Reproduce the entries. Each one must match the original exactly.

Data records Start Marker

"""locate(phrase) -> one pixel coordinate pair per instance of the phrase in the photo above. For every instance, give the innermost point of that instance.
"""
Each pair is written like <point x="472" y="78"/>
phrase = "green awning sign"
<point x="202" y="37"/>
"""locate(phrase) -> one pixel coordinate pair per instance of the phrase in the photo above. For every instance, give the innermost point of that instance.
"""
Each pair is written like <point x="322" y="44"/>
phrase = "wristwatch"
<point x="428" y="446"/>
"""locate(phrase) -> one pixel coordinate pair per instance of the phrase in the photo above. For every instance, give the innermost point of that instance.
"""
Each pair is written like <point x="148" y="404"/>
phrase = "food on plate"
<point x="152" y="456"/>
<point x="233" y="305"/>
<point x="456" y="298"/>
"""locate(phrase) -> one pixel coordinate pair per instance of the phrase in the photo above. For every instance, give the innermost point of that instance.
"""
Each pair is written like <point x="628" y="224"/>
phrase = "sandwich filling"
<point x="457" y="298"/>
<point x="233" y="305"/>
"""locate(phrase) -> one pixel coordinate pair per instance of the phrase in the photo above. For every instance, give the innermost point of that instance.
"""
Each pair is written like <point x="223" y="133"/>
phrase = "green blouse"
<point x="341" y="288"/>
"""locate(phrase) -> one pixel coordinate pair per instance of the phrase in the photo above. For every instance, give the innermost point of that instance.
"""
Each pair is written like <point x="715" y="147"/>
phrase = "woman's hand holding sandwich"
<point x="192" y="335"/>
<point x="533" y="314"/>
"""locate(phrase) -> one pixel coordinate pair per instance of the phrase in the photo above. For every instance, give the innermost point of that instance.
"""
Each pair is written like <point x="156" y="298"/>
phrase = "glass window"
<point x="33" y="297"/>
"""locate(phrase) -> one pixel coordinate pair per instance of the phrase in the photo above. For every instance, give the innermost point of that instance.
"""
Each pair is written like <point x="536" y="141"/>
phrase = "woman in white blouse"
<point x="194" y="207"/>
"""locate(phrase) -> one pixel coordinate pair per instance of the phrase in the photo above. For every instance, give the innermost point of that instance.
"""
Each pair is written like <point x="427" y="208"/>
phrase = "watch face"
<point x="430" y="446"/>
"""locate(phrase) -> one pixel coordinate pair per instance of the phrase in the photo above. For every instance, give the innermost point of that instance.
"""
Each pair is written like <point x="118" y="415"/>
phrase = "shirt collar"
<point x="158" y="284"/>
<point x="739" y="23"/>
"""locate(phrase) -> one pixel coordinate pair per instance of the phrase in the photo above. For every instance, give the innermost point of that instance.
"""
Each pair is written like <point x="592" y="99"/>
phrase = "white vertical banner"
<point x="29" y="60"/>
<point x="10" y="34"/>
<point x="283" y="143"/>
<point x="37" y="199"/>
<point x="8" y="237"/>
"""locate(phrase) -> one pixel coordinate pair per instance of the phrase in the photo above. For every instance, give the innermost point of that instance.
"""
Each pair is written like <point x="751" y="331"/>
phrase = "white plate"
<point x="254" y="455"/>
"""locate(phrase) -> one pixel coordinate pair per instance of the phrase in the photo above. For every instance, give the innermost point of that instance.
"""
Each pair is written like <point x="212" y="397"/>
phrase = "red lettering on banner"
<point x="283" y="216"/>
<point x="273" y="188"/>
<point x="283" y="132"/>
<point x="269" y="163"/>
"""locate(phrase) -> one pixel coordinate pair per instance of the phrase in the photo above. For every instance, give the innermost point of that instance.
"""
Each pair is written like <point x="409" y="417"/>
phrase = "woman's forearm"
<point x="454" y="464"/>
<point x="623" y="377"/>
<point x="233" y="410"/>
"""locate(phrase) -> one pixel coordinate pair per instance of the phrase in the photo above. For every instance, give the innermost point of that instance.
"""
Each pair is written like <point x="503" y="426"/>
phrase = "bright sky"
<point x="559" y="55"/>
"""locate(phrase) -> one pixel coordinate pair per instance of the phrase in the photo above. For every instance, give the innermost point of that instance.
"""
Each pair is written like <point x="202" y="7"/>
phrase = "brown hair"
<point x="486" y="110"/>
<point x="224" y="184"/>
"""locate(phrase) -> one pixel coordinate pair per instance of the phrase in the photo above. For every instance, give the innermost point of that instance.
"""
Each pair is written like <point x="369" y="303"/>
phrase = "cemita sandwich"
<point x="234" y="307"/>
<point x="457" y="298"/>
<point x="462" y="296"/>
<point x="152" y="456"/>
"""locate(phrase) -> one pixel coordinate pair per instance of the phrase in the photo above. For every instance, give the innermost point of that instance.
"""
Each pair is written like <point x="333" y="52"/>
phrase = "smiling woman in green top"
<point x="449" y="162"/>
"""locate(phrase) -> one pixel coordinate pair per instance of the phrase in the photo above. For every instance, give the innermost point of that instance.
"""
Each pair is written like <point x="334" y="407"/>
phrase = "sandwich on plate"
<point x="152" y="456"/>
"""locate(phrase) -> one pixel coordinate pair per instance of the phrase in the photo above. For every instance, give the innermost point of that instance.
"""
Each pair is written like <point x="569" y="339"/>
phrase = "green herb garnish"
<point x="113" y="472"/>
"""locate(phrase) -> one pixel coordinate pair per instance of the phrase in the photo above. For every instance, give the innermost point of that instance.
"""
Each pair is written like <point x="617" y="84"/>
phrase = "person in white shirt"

Data records End Marker

Output for this task >>
"""locate(phrase) -> one pixel coordinate pair per instance of the phrase in the photo above. For every instance, give the innermost point of that instance.
"""
Each pair is written like <point x="472" y="78"/>
phrase = "green awning sign"
<point x="202" y="37"/>
"""locate(phrase) -> one pixel coordinate pair per instance of the phrase in the photo above. For every instance, give the innermost point of that instance.
"""
Each pair is written like <point x="322" y="44"/>
phrase = "wristwatch"
<point x="428" y="446"/>
"""locate(phrase) -> one pixel coordinate pair per instance of the phrase in the photo above. For every instance, give the innermost point of that instance.
"""
Each pair is written like <point x="148" y="404"/>
phrase = "food on plate"
<point x="152" y="456"/>
<point x="233" y="305"/>
<point x="456" y="298"/>
"""locate(phrase) -> one pixel coordinate pair per instance of the phrase in the photo above. For every instance, give the innermost point of that instance.
"""
Each pair is written like <point x="628" y="224"/>
phrase = "sandwich filling"
<point x="457" y="298"/>
<point x="233" y="305"/>
"""locate(phrase) -> one pixel coordinate pair per instance of the phrase in the photo above. For every instance, give the innermost point of that instance.
"""
Each pair is written like <point x="223" y="133"/>
phrase = "green blouse"
<point x="341" y="288"/>
"""locate(phrase) -> one pixel coordinate pair per instance of the phrase in the photo above. For every instance, give the innermost point of that instance.
"""
Each pair is written like <point x="715" y="147"/>
phrase = "woman's hand holding sandwich"
<point x="192" y="335"/>
<point x="533" y="314"/>
"""locate(phrase) -> one pixel coordinate pair per instance of the phrase in the photo above. For every instance, give the innermost point of that instance.
"""
Each pair is written like <point x="156" y="298"/>
phrase = "glass window"
<point x="33" y="297"/>
"""locate(phrase) -> one pixel coordinate pair per instance of the phrase in the photo above. For every instance, give the innermost point of that instance.
"""
Each pair is written like <point x="536" y="141"/>
phrase = "woman in white blouse"
<point x="194" y="207"/>
"""locate(phrase) -> one pixel coordinate pair per instance of the phrase in the photo above. For every instance, give the innermost point of that instance.
"""
Each pair is written like <point x="427" y="208"/>
phrase = "watch face"
<point x="430" y="446"/>
"""locate(phrase) -> one pixel coordinate pair per instance of the phrase in the photo above. For every instance, give the innermost point of that instance.
"""
Each pair is written like <point x="118" y="415"/>
phrase = "shirt collar"
<point x="158" y="284"/>
<point x="739" y="23"/>
"""locate(phrase) -> one pixel coordinate pair per instance of the phrase in the photo above. For every instance, give the innermost point of that instance.
"""
Each pair is written like <point x="592" y="99"/>
phrase = "white vertical banner"
<point x="29" y="60"/>
<point x="10" y="34"/>
<point x="283" y="143"/>
<point x="37" y="199"/>
<point x="8" y="237"/>
"""locate(phrase) -> one pixel coordinate pair per instance of the phrase in the photo above. For every instance, give the innermost point of that instance.
"""
Each pair is written like <point x="751" y="331"/>
phrase = "white plate"
<point x="254" y="455"/>
"""locate(phrase) -> one pixel coordinate pair per instance of the phrase in the photo above. For every instance, give the innermost point of that instance.
"""
Each pair is written like <point x="212" y="397"/>
phrase = "red lettering on banner"
<point x="283" y="216"/>
<point x="273" y="188"/>
<point x="283" y="132"/>
<point x="269" y="163"/>
"""locate(phrase) -> one pixel coordinate pair per instance of the phrase in the photo above. For every instance, give the innermost point of that instance.
"""
Each pair is written like <point x="409" y="417"/>
phrase = "woman's forearm"
<point x="454" y="464"/>
<point x="623" y="377"/>
<point x="233" y="410"/>
"""locate(phrase) -> one pixel coordinate pair per instance of the phrase in the photo above. For every instance, give the innermost point of that instance.
"""
Each pair is written like <point x="503" y="426"/>
phrase = "bright sky"
<point x="559" y="55"/>
"""locate(phrase) -> one pixel coordinate pair per instance of the phrase in the photo above. For every instance, give the innermost point of that instance.
"""
Each pair is written like <point x="202" y="7"/>
phrase = "brown hair"
<point x="486" y="110"/>
<point x="224" y="184"/>
"""locate(phrase) -> one pixel coordinate pair per instance of the phrase in the photo above. For every instance, give the innermost point of that instance.
"""
Each pair is written like <point x="369" y="303"/>
phrase = "cemita sandwich"
<point x="234" y="307"/>
<point x="457" y="298"/>
<point x="462" y="296"/>
<point x="152" y="456"/>
"""locate(phrase) -> one pixel coordinate pair per instance of the phrase in the photo above. For every instance, give the innermost point of that instance.
"""
Each pair is written like <point x="333" y="52"/>
phrase = "smiling woman in green top"
<point x="449" y="162"/>
"""locate(phrase) -> one pixel coordinate pair per instance of the phrase in the photo above. For every instance, give the innermost point of that instance.
"""
Each pair is written like <point x="334" y="407"/>
phrase = "sandwich on plate"
<point x="152" y="456"/>
"""locate(phrase) -> one pixel coordinate pair per instance of the phrase in the photo above. For every instance, give the innermost point of that instance.
"""
Each pair is written like <point x="569" y="339"/>
phrase = "green herb garnish"
<point x="113" y="472"/>
"""locate(phrase) -> one pixel coordinate pair per instance of the phrase in the photo above. For every instance, give the innermost point of that instance.
"""
Each pair is written like <point x="617" y="84"/>
phrase = "person in white shirt"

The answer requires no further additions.